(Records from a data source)
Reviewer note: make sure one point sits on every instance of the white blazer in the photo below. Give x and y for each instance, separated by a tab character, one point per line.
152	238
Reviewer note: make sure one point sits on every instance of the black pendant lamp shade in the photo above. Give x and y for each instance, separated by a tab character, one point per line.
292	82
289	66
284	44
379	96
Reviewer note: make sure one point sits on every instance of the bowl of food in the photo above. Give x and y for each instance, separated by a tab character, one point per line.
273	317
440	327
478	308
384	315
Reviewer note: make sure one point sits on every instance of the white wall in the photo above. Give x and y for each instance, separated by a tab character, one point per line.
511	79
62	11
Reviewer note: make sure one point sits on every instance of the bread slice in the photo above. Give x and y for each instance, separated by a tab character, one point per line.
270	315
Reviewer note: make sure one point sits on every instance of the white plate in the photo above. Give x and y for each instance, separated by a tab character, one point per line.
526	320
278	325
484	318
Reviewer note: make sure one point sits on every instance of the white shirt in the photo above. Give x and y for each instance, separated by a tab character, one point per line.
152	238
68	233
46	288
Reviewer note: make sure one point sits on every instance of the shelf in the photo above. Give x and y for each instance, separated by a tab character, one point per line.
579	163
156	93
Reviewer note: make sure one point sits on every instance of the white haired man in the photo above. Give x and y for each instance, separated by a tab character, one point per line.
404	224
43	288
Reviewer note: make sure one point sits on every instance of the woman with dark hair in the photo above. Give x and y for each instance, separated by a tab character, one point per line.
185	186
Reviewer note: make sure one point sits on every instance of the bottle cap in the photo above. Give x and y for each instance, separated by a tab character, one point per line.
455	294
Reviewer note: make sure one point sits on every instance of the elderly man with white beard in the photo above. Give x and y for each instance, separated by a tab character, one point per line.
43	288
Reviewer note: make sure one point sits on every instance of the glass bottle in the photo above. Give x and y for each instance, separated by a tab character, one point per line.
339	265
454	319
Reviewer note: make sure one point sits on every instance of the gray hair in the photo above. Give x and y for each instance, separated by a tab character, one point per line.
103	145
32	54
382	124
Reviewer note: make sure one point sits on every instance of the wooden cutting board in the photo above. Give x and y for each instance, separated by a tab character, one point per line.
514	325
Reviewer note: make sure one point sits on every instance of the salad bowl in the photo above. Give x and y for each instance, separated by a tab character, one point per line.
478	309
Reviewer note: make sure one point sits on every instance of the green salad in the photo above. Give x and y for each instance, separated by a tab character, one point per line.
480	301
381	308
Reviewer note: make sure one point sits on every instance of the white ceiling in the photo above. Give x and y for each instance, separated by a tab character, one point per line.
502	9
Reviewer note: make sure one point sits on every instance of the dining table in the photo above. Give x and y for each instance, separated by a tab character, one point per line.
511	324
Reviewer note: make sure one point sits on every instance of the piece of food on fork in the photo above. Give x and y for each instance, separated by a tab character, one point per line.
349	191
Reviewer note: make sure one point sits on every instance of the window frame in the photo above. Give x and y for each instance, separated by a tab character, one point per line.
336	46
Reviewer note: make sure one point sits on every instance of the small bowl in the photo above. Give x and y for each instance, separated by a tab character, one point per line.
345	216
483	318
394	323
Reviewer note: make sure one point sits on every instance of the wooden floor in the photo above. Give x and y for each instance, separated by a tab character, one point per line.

Task prompt: Restate every record exactly, leaving nothing out.

Response below:
Reviewer note: make sure one point sits on every instance of the white blazer in the photo below. Give x and y for each instance, separated by a tab character, one point per line.
152	238
Reviewer note: make sure one point sits on every instance of the black pendant lamp shade in the photo above. Give x and y for each instance, separated by a tab character, one point per line.
292	82
289	66
284	44
379	96
Reviewer note: make sure one point sits on every instance of the bowl of food in the photo above. Give x and y for each instance, separated by a tab character, one point per line.
273	317
440	327
478	308
384	315
Reviewer note: make sure one point sits on every instance of the white wall in the photo above. Give x and y for each instance, separated by a tab character, one point per line.
511	79
62	11
Reviewer note: make sure one point sits on every instance of the bread slice in the photo above. Give x and y for each instance, separated by a tab character, one point per line.
270	315
Reviewer note: make sure one point sits on every instance of the white plate in the photo above. Give x and y for each instance, separated by a tab character, one point per line.
526	320
278	325
484	318
Reviewer note: make sure one point sits on every instance of the white shirt in the photo above. Give x and y for each instance, separated by a tab character, one point per line.
152	238
68	233
46	288
Reviewer note: make sure one point sits on every instance of the shelf in the photo above. Give x and y for each instance, separated by a tab character, one point per line.
579	163
156	93
Reviewer note: make sure one point sits on every instance of the white haired man in the photo above. Give x and y for each instance, separated by a tab character, one point per line.
404	224
43	288
Reviewer note: make sure one point sits on every instance of the woman with dark hair in the photo above. Give x and y for each instance, separated by a tab character, one point per line.
185	186
Reviewer note: make sure one point sits on every instance of the bottle cap in the photo above. Give x and y for each instance, separated by a tab character, one point per line.
455	294
Reviewer note: make sure one point sits on every instance of the elderly man with white beard in the photo above. Give x and y for each instance, separated by a tab character, one point per line.
43	288
Reviewer note: make sure one point sits on every instance of the glass bottle in the photo above. Give x and y for each instance, separated by a tab character, one point per line.
339	265
454	319
Reviewer note: make sure one point sits on every instance of the gray hair in the photo above. Give x and y for each instance, separated by a tab character, one point per line.
103	145
32	54
382	124
Reviewer note: make sure one point sits on every instance of the wooden cutting board in the photo above. Give x and y for each instance, separated by a tab character, one point per line.
514	325
Reviewer note: make sure one point sits on every instance of the salad bowl in the photo above. Give x and y for each instance, separated by a tab character, one point per line.
478	309
Reviewer note: make sure one point sits on every instance of the green salad in the photo above. Give x and y for each instance, separated by a tab character, one point per line.
480	301
381	308
Reviewer note: make sure one point sits on every instance of the white ceiling in the photo above. Give x and y for each instance, separated by a tab character, one point per line.
502	9
Reviewer note: make sure one point sits on every instance of the dining table in the photo above. Give x and y for each instance, separated by a tab character, one point per line.
511	324
Reviewer note: make sure one point sits on every instance of the piece of food on fork in the photo above. Give x and y for each instance, separated by a tab character, one point per line.
349	191
Reviewer note: make sure one point sits on every instance of the window frame in the photo above. Give x and y for each instance, separated by a tab character, one point per line.
336	46
Reviewer note: make sure one point sits on every instance of the small bowl in the photo above. Give x and y for each instance, separated by a tab character, one point per line.
345	216
483	318
394	323
Reviewer note: make sure one point sits on every instance of the wooden floor in the photo above. Give x and y for each instance, separated by a tab character, one point per line.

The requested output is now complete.